= TEXTAUSSCHNITT =
Im Gespräch mit Petra Kallies, Pröpstin des Evangelisch-Lutherischen Kirchenkreises Lübeck-Lauenburg, und Carola Keller, Geschäftsführende Gesellschafterin der Arthur Krüger Familienholding GmbH & Co. KG in Barsbüttel, ging das Moderatorenteam den Fragen nach, ob Digitalisierung und hanseatische Tugenden zusammenpassen und ob der Kaufmann von heute oder morgen ein neues Wertegerüst benötigt.
Im Fish-Bowl-Format nahmen Norbert Basler, Gründer und Aufsichtsratsvorsitzender der Basler AG in Ahrensburg, Sabrina Eßer vom Team Digitalization der BAADER, Nordischer Maschinenbau Rud. Baader GmbH+Co.KG in Lübeck, die Studentin Anna Klostermann und Dr. Christian Herzog von der Universität zu Lübeck auf dem Podium Platz.

= ZEILEN DES DATENSATZES =
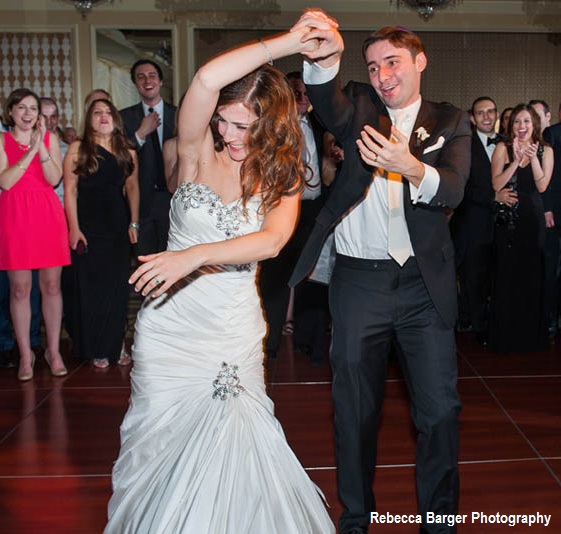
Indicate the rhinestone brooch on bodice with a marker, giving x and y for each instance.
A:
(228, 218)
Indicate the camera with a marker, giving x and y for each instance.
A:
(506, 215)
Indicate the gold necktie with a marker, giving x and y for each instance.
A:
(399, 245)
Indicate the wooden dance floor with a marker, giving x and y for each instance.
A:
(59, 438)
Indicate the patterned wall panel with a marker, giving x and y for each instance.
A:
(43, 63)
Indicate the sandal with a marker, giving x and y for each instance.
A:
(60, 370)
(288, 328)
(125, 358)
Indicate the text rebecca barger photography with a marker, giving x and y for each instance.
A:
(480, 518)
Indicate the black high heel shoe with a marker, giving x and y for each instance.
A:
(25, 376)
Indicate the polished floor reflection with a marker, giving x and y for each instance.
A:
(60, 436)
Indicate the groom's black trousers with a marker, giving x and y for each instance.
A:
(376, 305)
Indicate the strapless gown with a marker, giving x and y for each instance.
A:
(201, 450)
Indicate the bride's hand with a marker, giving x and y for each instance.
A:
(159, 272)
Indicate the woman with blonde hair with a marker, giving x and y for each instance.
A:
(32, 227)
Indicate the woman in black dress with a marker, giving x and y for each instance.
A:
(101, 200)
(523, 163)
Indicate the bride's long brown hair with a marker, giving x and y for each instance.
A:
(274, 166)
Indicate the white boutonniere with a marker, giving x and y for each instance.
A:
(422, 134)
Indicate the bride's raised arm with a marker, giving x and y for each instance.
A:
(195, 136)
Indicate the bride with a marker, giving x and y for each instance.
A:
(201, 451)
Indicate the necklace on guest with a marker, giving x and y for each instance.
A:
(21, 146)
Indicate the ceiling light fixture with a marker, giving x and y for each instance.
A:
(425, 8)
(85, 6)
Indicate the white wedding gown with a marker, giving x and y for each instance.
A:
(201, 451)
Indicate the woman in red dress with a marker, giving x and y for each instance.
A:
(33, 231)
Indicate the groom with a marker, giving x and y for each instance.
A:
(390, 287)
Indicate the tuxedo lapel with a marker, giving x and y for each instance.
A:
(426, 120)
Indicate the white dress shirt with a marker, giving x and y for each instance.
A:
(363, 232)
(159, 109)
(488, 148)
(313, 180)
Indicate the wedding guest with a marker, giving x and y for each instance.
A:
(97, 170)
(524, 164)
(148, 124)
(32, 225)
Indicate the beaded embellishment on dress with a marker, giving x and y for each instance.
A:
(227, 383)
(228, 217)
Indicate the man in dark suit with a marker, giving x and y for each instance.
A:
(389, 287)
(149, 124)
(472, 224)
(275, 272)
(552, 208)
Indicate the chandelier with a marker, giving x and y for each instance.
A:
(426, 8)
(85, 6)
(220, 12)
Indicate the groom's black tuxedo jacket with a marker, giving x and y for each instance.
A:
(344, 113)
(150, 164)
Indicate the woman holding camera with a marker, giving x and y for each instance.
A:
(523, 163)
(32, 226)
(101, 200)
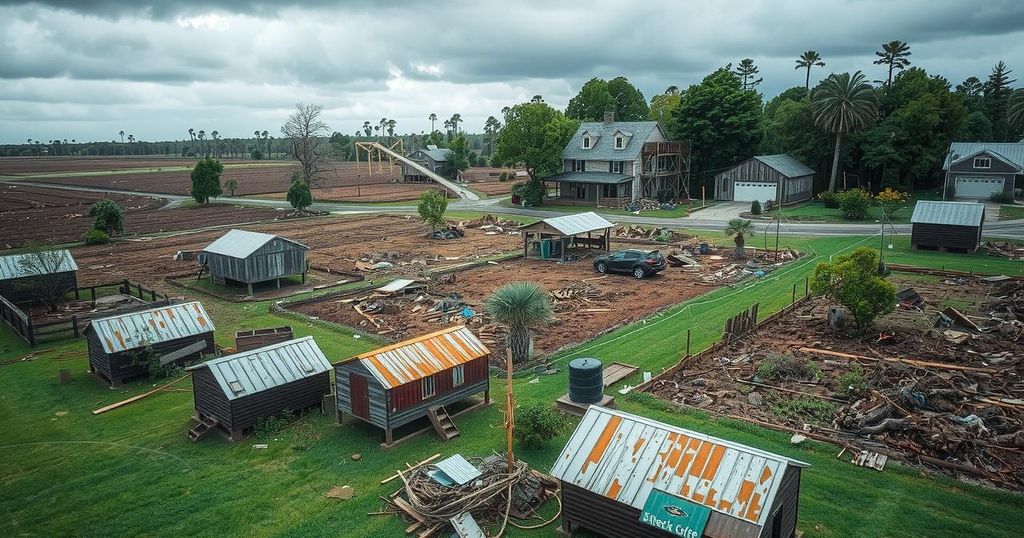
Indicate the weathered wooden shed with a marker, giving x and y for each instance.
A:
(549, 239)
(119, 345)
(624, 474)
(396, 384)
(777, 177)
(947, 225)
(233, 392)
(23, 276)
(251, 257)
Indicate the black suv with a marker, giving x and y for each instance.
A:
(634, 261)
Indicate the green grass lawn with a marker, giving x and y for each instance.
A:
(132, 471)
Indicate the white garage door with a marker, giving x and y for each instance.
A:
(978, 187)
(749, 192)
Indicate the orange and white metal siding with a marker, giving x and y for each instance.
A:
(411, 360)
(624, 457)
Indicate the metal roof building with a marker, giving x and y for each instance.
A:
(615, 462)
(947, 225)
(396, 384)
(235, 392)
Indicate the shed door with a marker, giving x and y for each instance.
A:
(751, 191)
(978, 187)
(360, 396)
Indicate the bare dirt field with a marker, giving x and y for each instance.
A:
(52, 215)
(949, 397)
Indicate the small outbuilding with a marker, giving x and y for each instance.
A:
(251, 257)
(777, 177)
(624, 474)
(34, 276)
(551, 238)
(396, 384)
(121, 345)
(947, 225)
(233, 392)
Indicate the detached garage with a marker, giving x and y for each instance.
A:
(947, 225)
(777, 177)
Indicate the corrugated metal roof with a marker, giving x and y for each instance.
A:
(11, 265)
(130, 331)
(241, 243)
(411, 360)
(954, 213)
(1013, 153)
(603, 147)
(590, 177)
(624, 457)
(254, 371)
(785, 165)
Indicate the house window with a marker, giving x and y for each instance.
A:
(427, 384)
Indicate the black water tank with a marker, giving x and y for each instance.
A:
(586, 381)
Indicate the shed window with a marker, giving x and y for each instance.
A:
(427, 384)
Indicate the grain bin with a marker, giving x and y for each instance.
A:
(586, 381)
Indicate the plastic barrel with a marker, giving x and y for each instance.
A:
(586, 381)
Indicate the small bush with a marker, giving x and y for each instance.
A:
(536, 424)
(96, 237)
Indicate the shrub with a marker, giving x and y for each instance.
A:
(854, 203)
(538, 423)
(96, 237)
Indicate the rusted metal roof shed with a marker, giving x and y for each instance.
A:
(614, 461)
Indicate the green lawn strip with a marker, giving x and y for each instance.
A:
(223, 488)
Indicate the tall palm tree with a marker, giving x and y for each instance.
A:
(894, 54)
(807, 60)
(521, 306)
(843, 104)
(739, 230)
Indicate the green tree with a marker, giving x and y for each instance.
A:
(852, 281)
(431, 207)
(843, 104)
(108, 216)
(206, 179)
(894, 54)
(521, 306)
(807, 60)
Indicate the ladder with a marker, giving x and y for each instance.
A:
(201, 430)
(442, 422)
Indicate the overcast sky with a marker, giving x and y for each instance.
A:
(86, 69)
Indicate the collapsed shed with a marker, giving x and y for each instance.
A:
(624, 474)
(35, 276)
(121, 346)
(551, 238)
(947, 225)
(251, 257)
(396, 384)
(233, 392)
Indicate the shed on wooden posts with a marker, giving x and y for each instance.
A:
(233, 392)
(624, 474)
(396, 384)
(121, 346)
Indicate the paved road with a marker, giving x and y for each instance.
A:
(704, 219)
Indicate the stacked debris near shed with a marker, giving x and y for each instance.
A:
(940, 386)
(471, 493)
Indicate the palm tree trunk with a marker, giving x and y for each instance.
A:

= IHRE AUFGABE =
Zitieren Sie aus dem Textausschnitt unverändert die Passage von „Im Gespräch mit“ bis einschließlich „dem Podium Platz.“.

= RICHTIGES ERGEBNIS =
Im Gespräch mit Petra Kallies, Pröpstin des Evangelisch-Lutherischen Kirchenkreises Lübeck-Lauenburg, und Carola Keller, Geschäftsführende Gesellschafterin der Arthur Krüger Familienholding GmbH & Co. KG in Barsbüttel, ging das Moderatorenteam den Fragen nach, ob Digitalisierung und hanseatische Tugenden zusammenpassen und ob der Kaufmann von heute oder morgen ein neues Wertegerüst benötigt.
Im Fish-Bowl-Format nahmen Norbert Basler, Gründer und Aufsichtsratsvorsitzender der Basler AG in Ahrensburg, Sabrina Eßer vom Team Digitalization der BAADER, Nordischer Maschinenbau Rud. Baader GmbH+Co.KG in Lübeck, die Studentin Anna Klostermann und Dr. Christian Herzog von der Universität zu Lübeck auf dem Podium Platz.